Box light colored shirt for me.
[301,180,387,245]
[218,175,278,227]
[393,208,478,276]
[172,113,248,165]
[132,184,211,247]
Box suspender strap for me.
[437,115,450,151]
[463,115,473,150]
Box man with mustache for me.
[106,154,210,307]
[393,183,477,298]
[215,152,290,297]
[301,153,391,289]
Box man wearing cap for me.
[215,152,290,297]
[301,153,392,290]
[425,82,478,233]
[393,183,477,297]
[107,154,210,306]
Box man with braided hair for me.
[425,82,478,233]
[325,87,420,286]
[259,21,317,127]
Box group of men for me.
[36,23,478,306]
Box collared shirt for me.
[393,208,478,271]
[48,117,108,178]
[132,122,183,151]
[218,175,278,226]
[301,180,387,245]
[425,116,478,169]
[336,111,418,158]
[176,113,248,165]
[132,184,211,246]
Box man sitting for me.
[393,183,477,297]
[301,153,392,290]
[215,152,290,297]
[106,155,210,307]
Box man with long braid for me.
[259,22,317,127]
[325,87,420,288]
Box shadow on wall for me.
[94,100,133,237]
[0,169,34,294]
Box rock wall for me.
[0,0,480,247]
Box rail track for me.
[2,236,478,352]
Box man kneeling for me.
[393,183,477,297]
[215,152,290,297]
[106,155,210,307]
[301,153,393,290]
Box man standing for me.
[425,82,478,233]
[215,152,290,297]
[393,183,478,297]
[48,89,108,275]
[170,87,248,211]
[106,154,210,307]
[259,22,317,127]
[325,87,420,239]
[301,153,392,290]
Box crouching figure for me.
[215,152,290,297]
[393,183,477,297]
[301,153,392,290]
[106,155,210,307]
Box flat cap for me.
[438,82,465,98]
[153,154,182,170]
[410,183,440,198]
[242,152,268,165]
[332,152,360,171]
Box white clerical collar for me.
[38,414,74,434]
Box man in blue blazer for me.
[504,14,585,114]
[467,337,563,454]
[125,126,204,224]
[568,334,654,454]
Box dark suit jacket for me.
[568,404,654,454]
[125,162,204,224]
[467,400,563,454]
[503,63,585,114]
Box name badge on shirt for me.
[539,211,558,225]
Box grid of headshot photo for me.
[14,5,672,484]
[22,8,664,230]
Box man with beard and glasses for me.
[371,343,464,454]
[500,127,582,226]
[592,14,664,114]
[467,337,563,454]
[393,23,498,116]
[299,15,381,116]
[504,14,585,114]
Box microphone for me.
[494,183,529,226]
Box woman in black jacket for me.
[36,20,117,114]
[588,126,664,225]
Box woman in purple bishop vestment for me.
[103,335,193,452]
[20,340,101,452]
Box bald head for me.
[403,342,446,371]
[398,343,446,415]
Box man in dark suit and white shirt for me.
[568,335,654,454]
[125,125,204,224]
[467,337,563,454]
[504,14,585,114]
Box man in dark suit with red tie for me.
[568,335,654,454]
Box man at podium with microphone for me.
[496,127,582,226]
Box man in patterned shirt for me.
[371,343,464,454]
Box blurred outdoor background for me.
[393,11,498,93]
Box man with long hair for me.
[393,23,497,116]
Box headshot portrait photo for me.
+---+
WORK TO COMPLETE:
Rewrite the stretch of entries from the line that contains "Box woman in purple bishop vestment for me." through the line that contains "[496,127,582,226]", swapping "dark suit" for "black suit" wherever it occurs and leaving everything else unchanged.

OUTPUT:
Box woman in purple bishop vestment for me.
[103,335,193,452]
[20,340,101,452]
Box bald head for me.
[403,342,446,371]
[398,343,446,415]
Box man in black suit and white shirt for me.
[568,335,654,454]
[125,125,204,224]
[467,337,563,454]
[504,14,585,114]
Box man in black suit with red tie for me.
[568,335,654,454]
Box man at podium with microphone for me.
[496,127,582,226]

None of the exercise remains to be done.